### Task item
Find the lines below that include the word "door" and state how many there are, adding nothing.

(Items from a dataset)

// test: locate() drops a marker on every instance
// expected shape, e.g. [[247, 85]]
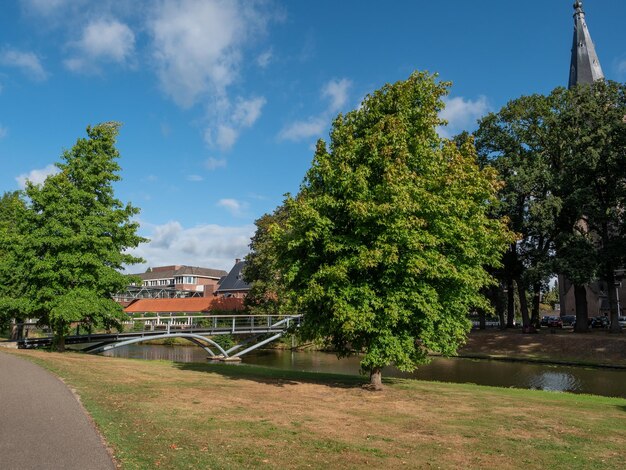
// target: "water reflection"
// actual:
[[495, 373]]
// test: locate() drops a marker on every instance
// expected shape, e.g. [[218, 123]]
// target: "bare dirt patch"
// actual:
[[597, 347]]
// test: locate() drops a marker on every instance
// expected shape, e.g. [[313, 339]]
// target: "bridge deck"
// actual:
[[196, 328]]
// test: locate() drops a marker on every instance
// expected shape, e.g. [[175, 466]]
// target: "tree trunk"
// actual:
[[61, 343], [481, 319], [510, 304], [612, 293], [376, 379], [521, 291], [59, 333], [582, 317], [534, 318]]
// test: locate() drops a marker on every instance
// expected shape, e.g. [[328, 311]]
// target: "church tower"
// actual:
[[585, 65], [584, 69]]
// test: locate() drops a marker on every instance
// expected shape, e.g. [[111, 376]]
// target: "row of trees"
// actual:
[[63, 242], [562, 158]]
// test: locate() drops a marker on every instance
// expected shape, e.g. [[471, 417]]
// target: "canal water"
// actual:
[[607, 382]]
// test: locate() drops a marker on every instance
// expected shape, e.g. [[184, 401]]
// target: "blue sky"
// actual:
[[222, 101]]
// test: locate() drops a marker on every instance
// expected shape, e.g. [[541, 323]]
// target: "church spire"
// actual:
[[585, 65]]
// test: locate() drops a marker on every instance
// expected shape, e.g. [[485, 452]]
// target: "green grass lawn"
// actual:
[[158, 414]]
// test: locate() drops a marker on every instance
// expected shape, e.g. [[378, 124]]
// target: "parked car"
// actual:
[[599, 322], [552, 321]]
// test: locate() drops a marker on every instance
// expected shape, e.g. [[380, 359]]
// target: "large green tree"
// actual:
[[71, 244], [519, 142], [12, 209], [593, 181], [385, 246]]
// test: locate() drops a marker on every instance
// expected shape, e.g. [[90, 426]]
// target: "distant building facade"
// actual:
[[183, 278]]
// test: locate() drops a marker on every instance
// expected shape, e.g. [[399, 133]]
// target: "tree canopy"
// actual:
[[385, 246], [69, 246]]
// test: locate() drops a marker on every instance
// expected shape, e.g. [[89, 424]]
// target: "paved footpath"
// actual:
[[42, 425]]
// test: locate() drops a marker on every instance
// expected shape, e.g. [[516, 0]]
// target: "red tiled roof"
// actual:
[[189, 305]]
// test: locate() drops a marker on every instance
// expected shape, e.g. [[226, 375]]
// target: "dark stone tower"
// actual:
[[584, 69], [585, 65]]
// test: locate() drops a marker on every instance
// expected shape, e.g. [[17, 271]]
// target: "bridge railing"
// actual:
[[218, 324]]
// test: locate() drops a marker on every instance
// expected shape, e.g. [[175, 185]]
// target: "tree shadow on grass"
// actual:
[[276, 377]]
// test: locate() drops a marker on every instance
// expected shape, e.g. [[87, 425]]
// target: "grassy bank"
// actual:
[[158, 414]]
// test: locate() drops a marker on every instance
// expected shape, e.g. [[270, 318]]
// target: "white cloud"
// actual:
[[228, 121], [235, 207], [37, 176], [198, 48], [102, 40], [27, 62], [226, 136], [264, 59], [248, 111], [211, 246], [214, 163], [337, 92], [300, 130], [461, 114], [45, 7], [198, 45]]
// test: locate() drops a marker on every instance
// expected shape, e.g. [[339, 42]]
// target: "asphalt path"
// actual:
[[42, 425]]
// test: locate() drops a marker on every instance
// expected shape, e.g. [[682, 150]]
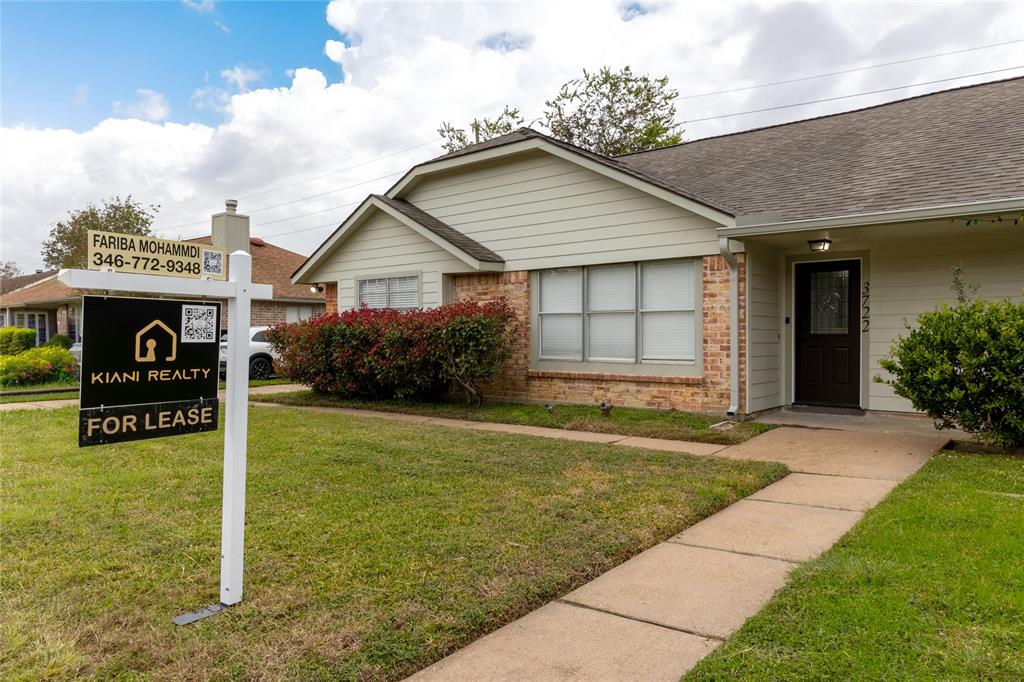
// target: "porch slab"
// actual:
[[834, 492], [687, 446], [565, 642], [792, 533], [887, 456], [702, 591]]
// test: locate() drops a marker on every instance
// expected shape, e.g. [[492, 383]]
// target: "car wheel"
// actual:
[[260, 368]]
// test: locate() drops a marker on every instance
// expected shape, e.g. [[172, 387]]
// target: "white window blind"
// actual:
[[400, 293], [561, 313], [403, 293], [611, 304], [668, 310], [631, 312]]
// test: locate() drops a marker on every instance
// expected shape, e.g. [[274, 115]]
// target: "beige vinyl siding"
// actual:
[[764, 347], [908, 279], [539, 211], [382, 246]]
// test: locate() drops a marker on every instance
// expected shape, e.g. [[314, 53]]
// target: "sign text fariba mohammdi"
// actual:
[[148, 369]]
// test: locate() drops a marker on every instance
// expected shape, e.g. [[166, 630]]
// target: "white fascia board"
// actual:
[[428, 235], [329, 245], [857, 219], [580, 160]]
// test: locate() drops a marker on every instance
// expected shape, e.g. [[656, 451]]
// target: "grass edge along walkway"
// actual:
[[927, 586], [645, 423], [390, 546]]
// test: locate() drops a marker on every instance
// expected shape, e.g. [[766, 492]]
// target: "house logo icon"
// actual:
[[148, 336]]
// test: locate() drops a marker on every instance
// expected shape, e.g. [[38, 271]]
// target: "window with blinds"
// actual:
[[630, 312], [400, 293]]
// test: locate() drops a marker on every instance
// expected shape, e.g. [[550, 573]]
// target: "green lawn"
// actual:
[[929, 586], [374, 548], [628, 421]]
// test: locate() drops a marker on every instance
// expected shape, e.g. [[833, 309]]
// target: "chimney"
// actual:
[[230, 229]]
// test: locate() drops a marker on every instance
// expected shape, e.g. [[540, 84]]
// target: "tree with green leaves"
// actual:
[[614, 113], [8, 269], [480, 129], [67, 246], [610, 113]]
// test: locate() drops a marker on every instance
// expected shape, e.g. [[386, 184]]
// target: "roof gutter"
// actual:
[[730, 258], [755, 224]]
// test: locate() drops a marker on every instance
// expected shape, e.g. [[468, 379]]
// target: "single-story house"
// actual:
[[43, 303], [733, 273]]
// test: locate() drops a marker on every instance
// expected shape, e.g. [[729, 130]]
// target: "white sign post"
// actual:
[[240, 292]]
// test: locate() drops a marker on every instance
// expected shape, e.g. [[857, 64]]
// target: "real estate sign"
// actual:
[[147, 255], [150, 369]]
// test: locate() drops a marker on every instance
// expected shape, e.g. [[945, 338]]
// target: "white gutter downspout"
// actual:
[[730, 258]]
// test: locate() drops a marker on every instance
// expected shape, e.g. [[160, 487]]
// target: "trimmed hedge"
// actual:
[[60, 341], [16, 339], [38, 366], [964, 367], [384, 353]]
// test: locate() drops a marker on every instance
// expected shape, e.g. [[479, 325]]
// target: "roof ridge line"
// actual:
[[823, 116]]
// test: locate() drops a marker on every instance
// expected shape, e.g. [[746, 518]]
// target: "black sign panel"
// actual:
[[148, 369]]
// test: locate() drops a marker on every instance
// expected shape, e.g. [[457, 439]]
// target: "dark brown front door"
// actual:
[[827, 340]]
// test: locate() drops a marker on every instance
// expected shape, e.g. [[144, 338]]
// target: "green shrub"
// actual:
[[38, 366], [964, 367], [383, 353], [16, 339], [60, 341]]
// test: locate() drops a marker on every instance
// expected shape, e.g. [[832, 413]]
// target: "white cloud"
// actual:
[[407, 67], [150, 105], [200, 5]]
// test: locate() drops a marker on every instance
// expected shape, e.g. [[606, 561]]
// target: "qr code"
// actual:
[[199, 324], [213, 263]]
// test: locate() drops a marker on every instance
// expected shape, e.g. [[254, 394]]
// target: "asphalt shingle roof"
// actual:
[[946, 147], [446, 232]]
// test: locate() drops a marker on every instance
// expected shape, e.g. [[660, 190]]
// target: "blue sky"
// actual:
[[299, 145], [64, 64]]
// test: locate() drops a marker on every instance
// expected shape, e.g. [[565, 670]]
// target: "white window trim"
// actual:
[[359, 279], [637, 366]]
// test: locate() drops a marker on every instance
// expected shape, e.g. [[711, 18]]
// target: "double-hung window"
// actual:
[[626, 313], [401, 293]]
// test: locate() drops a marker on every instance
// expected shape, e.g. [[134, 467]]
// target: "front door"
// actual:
[[827, 339]]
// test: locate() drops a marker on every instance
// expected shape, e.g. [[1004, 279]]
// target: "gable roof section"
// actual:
[[527, 138], [465, 249], [45, 290], [273, 265], [949, 147], [10, 284]]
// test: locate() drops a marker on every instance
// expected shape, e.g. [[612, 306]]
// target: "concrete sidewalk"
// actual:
[[53, 405], [654, 616]]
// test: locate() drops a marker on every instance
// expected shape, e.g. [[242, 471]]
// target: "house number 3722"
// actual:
[[865, 307]]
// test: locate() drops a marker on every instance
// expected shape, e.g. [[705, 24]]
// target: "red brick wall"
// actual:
[[709, 392]]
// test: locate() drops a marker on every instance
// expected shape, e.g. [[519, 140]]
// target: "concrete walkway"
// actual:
[[53, 405], [654, 616]]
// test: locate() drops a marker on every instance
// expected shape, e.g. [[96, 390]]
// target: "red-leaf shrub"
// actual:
[[385, 353]]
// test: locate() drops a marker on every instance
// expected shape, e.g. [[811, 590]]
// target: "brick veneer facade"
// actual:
[[709, 392]]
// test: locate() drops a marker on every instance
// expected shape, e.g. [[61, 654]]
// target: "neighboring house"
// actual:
[[50, 307], [692, 276]]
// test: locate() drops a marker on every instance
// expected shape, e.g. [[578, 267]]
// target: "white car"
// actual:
[[261, 356]]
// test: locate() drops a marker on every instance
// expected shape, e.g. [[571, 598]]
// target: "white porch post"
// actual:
[[236, 428]]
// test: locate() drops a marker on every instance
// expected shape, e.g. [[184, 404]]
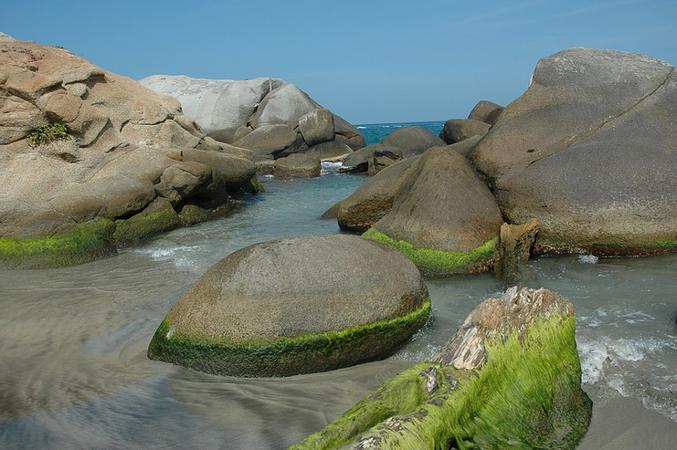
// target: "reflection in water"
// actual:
[[73, 340]]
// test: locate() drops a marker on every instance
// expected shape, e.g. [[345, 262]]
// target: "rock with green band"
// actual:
[[297, 305]]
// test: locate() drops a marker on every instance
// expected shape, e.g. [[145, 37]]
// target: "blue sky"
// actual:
[[370, 61]]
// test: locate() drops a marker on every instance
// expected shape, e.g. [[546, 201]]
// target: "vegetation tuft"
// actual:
[[47, 134]]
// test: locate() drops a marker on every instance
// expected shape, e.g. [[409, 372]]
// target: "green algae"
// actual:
[[527, 395], [439, 262], [143, 226], [603, 245], [85, 242], [96, 239], [286, 356], [193, 214]]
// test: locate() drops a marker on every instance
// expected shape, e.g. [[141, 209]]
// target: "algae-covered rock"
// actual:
[[445, 219], [157, 217], [297, 305], [510, 377], [514, 248], [589, 150], [375, 197], [81, 147]]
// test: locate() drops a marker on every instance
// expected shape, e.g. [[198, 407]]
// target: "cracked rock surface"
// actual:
[[590, 150], [126, 145]]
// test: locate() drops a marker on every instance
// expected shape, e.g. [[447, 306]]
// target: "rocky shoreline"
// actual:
[[582, 162]]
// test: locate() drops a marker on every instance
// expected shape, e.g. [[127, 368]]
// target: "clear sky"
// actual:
[[369, 61]]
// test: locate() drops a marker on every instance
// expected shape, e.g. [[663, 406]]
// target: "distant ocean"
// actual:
[[376, 132]]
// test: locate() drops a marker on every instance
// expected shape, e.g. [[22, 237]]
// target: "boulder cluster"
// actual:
[[583, 162], [90, 160], [510, 377], [272, 118]]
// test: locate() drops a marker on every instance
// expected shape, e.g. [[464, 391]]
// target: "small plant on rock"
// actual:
[[47, 134]]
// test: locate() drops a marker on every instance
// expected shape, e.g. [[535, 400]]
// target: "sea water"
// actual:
[[73, 340]]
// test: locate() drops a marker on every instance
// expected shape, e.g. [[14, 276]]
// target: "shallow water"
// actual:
[[73, 340]]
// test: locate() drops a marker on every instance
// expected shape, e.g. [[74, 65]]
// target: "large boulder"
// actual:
[[375, 197], [297, 165], [220, 107], [268, 140], [486, 111], [297, 305], [317, 126], [446, 220], [228, 109], [358, 161], [589, 151], [510, 377], [413, 139], [457, 130], [82, 149]]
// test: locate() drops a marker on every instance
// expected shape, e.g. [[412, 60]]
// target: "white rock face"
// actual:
[[219, 106], [223, 108]]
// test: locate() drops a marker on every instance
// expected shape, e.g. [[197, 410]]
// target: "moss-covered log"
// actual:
[[523, 390]]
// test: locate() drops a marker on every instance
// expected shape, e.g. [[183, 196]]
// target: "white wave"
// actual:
[[588, 259], [597, 354], [593, 358]]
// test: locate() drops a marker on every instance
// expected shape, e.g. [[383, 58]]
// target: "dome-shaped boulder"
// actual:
[[297, 305]]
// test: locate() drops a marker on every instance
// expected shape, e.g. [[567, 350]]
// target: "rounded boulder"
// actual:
[[297, 305]]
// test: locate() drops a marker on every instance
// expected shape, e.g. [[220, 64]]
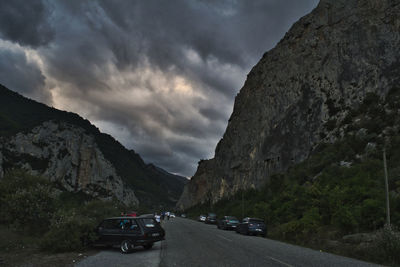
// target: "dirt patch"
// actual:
[[17, 249]]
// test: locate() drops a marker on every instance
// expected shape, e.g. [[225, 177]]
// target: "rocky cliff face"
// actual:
[[73, 152], [300, 91], [69, 157]]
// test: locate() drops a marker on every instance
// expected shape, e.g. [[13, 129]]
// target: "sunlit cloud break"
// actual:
[[159, 76]]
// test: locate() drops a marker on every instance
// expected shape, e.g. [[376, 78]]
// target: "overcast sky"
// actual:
[[159, 76]]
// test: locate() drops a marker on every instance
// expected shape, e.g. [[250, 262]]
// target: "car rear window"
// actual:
[[110, 224], [149, 223], [256, 221]]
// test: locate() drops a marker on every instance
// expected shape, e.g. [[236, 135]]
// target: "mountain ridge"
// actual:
[[299, 92], [152, 186]]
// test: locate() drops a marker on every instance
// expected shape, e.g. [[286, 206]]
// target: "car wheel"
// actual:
[[148, 246], [126, 246]]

### Answer for the task
2